This is a warning from an extensive study commissioned by Universities South Africa, formerly known as Higher Education SA, that was released in January this year.

The study notes that the higher education price index was far higher than the country’s general Consumer Price Index, leading to above-inflation fee increases.

As President Jacob Zuma announced there would be no fee increases for universities next year, indications are that the government will be under pressure to increase allocations to universities on the backdrop of successful protests by students against fee increases.

Zuma arrived at the conclusion following a meeting with vice-chancellors and students as they demanded a zero percent increase in fees for 2016, a successful campaign which culminated in a march to the Union Buildings on Friday.

But the zero percent fee increment announced by the president appears to be a temporary solution that could place pressure on Finance Minister Nhlanhla Nene’s Budget next year.

“Given the central place of higher education in the National Development Plan (NDP) to ensure higher levels of employment and economic growth as well as poverty reduction, sufficient financial resources should be provided by the National Treasury to cater for both rapid higher education price and enrolment increases,” notes the study.

It further described the university allocations increase indicated by National Treasury – from R30.448 billion in 2014/2015 to R34.616 billion in 2015/16 – as insufficient.

“In terms of the higher education price index information shown in this study, the increase should have been to R35.186 billion in 2016/2017, constituting a 15.6 percent increase over this period.

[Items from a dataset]
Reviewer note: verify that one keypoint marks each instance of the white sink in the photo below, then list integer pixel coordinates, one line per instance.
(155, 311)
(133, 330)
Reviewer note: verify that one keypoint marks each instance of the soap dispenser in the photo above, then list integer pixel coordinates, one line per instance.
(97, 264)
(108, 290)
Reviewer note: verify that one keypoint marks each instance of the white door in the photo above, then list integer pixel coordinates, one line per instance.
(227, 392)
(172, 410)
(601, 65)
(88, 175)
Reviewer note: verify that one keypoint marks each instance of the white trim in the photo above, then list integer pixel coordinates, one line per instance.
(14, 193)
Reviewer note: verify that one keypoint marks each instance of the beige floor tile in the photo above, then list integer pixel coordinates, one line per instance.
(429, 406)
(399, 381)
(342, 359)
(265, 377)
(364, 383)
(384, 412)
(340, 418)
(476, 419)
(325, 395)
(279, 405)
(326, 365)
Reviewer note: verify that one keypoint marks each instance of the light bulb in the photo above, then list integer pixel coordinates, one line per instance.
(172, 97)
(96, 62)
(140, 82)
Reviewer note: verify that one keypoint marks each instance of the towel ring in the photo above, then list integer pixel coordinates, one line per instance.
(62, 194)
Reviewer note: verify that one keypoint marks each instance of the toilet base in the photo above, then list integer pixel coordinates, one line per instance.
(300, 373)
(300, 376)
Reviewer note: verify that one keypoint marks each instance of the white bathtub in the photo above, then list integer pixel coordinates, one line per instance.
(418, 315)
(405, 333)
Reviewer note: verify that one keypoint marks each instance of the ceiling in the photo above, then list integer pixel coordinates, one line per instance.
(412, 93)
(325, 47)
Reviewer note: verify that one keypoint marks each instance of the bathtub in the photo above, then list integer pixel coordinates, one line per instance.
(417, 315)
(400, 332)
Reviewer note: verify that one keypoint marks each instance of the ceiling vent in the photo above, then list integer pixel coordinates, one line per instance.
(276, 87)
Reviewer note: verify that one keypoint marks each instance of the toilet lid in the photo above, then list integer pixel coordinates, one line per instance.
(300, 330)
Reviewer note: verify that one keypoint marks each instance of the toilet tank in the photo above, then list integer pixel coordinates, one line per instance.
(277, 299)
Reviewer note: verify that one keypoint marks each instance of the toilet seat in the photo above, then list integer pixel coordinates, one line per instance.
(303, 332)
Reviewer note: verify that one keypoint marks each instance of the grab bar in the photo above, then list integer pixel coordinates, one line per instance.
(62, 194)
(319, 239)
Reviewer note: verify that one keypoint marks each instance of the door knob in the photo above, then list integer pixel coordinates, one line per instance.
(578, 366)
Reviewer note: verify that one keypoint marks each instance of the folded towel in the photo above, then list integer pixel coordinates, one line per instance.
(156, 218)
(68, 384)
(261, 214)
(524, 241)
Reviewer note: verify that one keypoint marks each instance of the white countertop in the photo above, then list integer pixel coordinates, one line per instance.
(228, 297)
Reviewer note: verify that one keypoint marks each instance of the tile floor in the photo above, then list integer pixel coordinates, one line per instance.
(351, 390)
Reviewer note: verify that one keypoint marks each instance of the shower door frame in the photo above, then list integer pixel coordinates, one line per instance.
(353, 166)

• PROMPT 1:
Answer these questions about the article on university fees:
(a) What was Universities South Africa formerly known as?
(b) Where did the march on Friday end up?
(c) What university allocation did National Treasury indicate for 2015/16?
• PROMPT 2: Repeat the article on university fees word for word, everything from "But the zero" down to "notes the study.".
• PROMPT 3: Carry on the article on university fees from the point where it stops.

• OUTPUT 1:
(a) Higher Education SA
(b) The Union Buildings
(c) R34.616 billion

• OUTPUT 2:
But the zero percent fee increment announced by the president appears to be a temporary solution that could place pressure on Finance Minister Nhlanhla Nene’s Budget next year.

“Given the central place of higher education in the National Development Plan (NDP) to ensure higher levels of employment and economic growth as well as poverty reduction, sufficient financial resources should be provided by the National Treasury to cater for both rapid higher education price and enrolment increases,” notes the study.

• OUTPUT 3:
“The implication of such lower-than-required provision over the long term would impact negatively on the attainment of a variety of unemployment reduction, poverty reduction, higher GDP growth, stepped-up human capital formation and a larger highly skilled skills pool in South Africa as envisaged by the NDP,” it said.

The study stresses that the continued underfunding of higher education institutions is creating “systemic problems for South Africa as a whole, given the pressing need for mass education to urgently address the NDP’s triple challenge of poverty, inequality and unemployment”.

Another study by a committee appointed by Higher Education Minister Blade Nzimande to look into the funding of universities, concluded in 2013, also recommended much higher increases in funding by the National Students Financial Aid Scheme (NSFAS).

“There needs to be a continuation of the steep increases in NSFAS funding to enable universities to reward deserving students higher allocations more in line with the real costs of study,” it noted.

While an earlier study on the feasibility of free-education, which the Mail & Guardian revealed this week had been withheld from the public by the minister, concluded that free education was feasible, the ministerial committee appeared to disagree with this view.

In fact, it concluded that fees and government subsidies were essential for the income and viability of universities.

“Capping of fees should not be implemented, due to the fact that the quality of higher education would suffer and universities would not be in a position to cross-subsidise other financially needy students through university-funded students bursaries,” it said.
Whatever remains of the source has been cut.